>> start
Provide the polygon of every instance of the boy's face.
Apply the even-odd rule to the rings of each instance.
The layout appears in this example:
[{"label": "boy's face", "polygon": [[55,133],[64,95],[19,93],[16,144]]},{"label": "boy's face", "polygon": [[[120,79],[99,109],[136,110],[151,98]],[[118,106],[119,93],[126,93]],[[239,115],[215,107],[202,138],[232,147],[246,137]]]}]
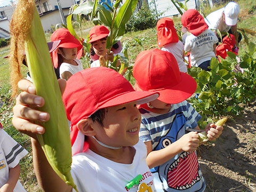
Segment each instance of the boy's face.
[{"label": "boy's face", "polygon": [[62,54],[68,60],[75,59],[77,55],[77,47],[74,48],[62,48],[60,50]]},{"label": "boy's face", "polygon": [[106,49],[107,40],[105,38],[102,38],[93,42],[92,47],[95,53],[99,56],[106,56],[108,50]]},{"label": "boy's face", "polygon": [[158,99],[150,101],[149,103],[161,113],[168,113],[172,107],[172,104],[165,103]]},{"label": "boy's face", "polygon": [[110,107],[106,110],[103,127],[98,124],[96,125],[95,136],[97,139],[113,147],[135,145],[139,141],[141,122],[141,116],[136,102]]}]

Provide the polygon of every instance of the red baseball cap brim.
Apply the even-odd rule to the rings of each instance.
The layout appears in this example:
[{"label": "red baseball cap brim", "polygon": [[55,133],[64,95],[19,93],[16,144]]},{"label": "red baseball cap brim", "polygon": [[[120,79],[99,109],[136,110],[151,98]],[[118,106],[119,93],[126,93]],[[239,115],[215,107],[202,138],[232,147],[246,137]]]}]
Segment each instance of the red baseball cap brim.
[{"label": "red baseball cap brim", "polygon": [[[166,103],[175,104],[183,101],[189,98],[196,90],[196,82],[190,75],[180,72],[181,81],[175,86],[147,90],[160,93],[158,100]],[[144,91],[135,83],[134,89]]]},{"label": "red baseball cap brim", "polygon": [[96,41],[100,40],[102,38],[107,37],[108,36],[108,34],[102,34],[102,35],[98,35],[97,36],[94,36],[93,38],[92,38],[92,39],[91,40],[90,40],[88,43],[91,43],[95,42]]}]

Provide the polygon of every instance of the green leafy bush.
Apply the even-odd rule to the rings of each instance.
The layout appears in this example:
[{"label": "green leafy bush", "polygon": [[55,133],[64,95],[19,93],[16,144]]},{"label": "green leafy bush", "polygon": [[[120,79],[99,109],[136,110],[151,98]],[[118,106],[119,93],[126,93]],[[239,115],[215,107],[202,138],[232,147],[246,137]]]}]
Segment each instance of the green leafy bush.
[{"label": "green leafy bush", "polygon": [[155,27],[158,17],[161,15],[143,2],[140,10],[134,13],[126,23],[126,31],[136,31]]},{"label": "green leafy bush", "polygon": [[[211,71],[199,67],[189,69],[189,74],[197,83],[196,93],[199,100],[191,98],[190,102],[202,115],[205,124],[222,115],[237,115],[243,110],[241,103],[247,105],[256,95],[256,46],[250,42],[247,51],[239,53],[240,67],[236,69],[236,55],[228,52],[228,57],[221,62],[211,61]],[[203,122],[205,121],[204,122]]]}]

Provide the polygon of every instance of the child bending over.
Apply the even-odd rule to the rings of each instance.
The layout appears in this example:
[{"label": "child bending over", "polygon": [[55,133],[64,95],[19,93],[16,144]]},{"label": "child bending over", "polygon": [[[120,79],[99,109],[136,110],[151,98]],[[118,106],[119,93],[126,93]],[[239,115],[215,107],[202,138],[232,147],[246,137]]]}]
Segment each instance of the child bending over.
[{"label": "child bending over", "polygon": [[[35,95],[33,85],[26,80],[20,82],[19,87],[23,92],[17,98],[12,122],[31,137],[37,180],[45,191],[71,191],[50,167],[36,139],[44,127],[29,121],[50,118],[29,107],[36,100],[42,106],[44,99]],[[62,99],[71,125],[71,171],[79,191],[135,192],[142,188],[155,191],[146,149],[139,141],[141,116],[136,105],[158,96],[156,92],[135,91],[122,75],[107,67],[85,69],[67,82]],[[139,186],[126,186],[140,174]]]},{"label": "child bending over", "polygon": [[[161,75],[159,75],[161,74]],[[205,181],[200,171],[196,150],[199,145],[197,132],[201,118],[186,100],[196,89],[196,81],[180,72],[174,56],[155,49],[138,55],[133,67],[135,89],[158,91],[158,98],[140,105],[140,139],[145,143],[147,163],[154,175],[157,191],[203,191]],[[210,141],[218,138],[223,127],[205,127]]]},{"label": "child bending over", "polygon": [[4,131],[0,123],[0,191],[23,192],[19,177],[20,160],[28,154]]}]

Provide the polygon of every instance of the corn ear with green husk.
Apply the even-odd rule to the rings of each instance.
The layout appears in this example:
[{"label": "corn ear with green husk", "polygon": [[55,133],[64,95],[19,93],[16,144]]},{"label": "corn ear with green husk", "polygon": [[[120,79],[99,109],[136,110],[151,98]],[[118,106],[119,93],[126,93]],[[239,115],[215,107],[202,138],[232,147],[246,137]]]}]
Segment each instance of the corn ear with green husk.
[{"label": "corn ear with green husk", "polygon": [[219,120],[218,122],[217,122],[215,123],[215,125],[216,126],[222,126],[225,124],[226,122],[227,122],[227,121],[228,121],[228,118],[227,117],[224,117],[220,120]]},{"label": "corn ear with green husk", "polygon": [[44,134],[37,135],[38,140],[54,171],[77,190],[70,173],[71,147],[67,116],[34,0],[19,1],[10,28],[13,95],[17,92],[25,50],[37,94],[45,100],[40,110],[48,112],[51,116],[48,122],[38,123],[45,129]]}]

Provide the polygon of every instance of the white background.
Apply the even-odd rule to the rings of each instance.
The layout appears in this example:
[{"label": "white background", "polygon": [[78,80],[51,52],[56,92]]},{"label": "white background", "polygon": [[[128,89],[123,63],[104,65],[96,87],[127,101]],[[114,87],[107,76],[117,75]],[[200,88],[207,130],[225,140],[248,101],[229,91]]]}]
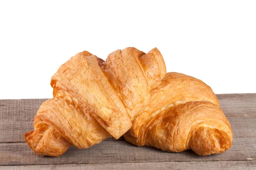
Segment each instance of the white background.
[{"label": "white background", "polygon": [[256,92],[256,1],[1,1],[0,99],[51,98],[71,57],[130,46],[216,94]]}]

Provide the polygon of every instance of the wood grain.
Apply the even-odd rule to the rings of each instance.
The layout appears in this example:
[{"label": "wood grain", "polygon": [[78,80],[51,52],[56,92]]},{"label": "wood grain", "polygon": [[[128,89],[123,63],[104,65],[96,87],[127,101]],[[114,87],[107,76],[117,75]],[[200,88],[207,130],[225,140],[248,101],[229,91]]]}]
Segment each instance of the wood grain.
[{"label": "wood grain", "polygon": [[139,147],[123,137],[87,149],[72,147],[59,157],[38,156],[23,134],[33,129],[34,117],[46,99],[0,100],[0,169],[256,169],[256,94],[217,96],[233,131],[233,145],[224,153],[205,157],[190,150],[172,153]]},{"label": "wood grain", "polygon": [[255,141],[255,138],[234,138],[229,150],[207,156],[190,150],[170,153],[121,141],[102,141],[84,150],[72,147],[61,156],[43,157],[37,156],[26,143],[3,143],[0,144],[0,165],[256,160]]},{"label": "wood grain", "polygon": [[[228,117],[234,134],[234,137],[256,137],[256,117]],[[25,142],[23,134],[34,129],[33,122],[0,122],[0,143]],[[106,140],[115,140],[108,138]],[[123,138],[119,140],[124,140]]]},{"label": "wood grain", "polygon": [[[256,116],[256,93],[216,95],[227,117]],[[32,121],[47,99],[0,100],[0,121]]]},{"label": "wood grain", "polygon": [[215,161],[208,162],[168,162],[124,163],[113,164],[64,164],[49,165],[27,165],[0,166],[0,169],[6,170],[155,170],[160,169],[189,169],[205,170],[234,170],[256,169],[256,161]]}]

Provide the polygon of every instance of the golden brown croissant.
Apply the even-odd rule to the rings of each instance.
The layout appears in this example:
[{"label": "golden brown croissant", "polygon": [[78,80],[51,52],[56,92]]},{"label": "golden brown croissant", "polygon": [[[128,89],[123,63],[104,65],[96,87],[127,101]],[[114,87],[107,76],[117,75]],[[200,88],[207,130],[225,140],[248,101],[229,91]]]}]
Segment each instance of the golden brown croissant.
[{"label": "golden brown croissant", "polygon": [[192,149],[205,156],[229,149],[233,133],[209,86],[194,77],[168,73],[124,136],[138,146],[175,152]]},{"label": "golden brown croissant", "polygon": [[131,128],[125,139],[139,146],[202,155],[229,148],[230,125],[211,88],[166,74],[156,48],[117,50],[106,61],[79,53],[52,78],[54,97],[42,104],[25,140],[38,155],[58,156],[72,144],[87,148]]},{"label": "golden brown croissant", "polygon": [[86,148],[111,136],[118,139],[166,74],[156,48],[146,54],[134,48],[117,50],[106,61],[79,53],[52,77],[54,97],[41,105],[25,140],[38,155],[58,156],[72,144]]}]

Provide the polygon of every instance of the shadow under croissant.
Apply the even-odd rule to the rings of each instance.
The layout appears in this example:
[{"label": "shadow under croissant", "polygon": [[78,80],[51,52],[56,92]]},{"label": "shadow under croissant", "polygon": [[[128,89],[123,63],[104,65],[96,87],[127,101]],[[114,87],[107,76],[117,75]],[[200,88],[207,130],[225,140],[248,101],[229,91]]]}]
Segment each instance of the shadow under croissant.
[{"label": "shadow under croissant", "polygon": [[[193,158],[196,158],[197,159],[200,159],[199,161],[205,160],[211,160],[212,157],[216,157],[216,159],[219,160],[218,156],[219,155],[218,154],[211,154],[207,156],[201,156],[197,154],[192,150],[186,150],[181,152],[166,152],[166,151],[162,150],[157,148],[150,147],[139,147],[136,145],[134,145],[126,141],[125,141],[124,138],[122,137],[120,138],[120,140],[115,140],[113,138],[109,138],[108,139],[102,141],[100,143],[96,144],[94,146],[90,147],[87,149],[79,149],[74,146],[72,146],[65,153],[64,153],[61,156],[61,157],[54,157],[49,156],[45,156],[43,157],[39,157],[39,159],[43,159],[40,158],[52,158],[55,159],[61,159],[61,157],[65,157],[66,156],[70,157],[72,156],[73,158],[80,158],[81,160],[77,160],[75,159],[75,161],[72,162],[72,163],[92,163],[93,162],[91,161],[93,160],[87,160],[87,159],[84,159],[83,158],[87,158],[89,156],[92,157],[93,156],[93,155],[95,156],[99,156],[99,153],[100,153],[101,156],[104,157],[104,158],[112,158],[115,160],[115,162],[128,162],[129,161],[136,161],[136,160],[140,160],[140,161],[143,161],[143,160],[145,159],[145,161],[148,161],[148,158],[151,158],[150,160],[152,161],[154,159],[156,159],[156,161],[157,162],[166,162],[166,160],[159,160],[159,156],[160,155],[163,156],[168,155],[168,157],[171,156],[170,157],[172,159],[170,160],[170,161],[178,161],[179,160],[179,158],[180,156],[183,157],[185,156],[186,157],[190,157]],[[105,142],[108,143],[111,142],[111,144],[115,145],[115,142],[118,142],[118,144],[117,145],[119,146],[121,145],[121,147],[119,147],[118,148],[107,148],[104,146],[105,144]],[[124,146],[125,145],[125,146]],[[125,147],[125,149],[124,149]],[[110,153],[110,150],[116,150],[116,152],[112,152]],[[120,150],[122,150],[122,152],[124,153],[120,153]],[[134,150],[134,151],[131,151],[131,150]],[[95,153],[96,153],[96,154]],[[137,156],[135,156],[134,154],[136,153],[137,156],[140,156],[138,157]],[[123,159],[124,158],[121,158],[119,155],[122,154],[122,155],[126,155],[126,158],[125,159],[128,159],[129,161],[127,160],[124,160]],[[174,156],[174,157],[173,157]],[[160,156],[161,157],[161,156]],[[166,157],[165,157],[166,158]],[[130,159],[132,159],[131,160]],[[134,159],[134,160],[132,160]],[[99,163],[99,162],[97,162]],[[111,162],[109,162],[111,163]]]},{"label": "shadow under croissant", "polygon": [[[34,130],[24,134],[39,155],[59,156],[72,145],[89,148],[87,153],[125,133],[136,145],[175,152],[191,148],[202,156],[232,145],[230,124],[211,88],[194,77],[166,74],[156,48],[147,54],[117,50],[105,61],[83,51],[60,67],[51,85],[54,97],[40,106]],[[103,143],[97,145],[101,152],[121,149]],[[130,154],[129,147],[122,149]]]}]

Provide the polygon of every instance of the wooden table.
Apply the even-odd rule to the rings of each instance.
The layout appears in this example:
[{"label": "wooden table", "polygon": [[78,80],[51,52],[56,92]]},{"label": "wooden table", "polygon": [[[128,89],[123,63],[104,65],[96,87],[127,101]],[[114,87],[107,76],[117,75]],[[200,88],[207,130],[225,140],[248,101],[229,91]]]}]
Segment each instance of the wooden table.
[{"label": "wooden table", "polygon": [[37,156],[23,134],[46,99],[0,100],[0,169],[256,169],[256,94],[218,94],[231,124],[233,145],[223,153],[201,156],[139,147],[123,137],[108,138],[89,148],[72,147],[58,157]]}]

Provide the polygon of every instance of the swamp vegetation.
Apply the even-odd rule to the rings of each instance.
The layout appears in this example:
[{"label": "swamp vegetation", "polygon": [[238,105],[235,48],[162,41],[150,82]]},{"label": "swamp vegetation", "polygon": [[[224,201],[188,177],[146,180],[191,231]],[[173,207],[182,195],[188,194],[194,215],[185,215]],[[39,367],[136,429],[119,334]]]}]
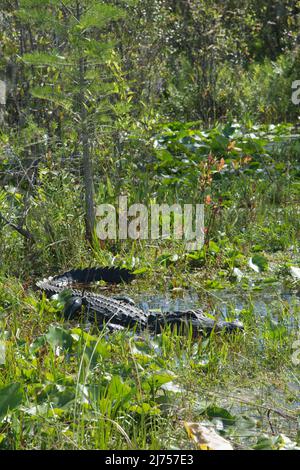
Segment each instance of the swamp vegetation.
>> end
Stated goal. Render every line of the records from the line containing "Provide the polygon of every instance of the green" down to the line containing "Segment each instance of the green", both included, as a numbered list with blank lines omitted.

The solution.
1. Provide the polygon of every instance of the green leafy bush.
2. Apply the even-odd rule to the rings of each instance.
3. The layout appears in this example:
4. [{"label": "green leafy bush", "polygon": [[55,133],[64,95],[19,93],[16,144]]},{"label": "green leafy bush", "polygon": [[[120,79],[99,109],[136,110],[151,98]],[[118,106],[119,93],[126,93]],[[239,115],[215,107],[202,138],[232,147],[246,137]]]}]
5. Segment each instance of the green leafy bush.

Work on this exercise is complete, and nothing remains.